Records provided >>

-=-=-

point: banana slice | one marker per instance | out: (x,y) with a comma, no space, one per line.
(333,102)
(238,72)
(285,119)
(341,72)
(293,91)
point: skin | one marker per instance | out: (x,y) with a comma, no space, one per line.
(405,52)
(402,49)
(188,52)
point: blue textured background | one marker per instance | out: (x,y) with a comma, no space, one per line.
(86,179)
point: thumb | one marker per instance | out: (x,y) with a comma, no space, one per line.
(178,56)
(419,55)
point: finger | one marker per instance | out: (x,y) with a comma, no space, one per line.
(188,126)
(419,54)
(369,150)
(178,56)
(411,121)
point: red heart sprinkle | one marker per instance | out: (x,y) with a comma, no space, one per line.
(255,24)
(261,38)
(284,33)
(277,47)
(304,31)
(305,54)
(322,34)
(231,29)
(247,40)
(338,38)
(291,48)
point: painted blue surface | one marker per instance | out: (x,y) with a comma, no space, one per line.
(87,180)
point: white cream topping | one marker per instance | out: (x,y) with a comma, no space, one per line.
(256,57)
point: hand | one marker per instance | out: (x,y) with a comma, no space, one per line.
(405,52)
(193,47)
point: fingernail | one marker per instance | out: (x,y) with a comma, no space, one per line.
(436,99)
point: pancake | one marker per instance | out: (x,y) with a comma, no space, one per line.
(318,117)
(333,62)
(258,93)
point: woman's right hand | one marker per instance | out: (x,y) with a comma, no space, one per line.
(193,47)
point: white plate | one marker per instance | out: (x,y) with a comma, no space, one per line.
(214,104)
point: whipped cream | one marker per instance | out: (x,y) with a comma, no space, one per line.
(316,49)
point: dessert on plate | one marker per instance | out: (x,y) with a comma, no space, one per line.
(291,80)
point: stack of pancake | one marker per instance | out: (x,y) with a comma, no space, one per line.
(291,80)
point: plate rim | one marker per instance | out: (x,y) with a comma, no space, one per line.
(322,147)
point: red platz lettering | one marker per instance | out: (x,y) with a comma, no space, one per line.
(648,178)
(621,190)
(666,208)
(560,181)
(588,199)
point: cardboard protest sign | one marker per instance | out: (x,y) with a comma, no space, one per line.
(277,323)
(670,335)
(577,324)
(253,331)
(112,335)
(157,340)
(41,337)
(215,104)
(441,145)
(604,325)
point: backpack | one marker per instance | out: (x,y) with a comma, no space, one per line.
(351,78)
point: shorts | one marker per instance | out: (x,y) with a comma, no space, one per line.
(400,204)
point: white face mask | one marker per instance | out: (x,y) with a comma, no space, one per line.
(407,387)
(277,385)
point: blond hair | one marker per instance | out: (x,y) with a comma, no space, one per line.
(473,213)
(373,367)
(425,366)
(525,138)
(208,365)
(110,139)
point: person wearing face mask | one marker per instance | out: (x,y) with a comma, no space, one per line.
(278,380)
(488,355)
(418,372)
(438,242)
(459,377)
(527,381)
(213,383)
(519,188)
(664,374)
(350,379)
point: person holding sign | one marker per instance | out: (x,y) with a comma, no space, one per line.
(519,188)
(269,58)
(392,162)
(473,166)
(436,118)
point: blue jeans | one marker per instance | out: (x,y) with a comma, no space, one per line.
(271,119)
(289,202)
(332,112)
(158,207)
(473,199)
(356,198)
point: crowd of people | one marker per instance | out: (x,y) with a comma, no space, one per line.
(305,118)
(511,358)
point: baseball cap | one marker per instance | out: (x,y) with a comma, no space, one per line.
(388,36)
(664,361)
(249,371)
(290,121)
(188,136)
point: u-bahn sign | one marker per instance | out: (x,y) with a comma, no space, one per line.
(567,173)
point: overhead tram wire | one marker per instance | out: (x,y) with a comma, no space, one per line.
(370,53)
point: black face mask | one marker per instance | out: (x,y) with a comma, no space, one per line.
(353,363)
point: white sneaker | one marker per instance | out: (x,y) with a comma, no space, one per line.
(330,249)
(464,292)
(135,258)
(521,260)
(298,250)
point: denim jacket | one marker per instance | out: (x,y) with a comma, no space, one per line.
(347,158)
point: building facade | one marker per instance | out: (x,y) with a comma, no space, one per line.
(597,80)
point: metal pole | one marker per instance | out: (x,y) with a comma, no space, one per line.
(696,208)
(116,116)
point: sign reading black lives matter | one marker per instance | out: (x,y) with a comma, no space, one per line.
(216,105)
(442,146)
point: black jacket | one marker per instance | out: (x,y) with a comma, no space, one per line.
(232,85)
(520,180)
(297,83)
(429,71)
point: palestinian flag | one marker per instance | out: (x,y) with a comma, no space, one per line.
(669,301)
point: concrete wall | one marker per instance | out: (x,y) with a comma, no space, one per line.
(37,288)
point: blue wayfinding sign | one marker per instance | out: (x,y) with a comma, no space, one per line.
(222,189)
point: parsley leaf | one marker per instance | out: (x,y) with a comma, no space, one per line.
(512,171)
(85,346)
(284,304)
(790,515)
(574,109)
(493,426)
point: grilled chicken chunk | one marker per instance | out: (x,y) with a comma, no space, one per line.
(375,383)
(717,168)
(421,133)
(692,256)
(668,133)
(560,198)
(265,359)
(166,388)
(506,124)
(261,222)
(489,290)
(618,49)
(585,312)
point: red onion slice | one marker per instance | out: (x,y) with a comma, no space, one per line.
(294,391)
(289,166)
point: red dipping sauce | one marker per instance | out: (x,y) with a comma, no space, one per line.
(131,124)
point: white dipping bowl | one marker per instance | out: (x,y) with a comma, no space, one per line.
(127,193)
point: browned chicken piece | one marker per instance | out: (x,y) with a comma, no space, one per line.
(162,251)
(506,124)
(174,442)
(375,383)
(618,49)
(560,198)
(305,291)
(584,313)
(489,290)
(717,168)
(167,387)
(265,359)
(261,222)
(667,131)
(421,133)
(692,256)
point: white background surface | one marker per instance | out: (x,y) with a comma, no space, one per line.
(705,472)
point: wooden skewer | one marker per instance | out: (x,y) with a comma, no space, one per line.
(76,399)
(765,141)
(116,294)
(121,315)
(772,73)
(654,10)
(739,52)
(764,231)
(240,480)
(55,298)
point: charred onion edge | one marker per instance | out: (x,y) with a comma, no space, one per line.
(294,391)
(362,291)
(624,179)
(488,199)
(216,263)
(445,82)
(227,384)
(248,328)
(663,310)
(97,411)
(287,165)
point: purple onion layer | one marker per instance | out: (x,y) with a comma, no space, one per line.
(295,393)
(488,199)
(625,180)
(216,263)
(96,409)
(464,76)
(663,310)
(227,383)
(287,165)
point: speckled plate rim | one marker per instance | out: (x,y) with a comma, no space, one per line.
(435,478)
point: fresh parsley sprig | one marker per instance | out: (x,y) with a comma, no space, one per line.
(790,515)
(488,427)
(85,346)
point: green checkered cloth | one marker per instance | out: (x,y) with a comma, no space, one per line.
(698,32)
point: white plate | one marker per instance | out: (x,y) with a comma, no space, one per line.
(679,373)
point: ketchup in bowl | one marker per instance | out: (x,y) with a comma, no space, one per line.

-=-=-

Exercise prompt >> Print, without any change, the lines of the data above, starting with the line that contains "point: green checkered" and going on through the end of the data.

Solution >>
point: green checkered cloth | one marker per instance | out: (x,y) with a comma, no space, one per line.
(698,32)
point: white plate | one marker per instance | out: (x,y) with a comma, no space, one per line.
(679,373)
point: ketchup in bowl | one marker per instance | out: (x,y) with a comma, no space, one per line.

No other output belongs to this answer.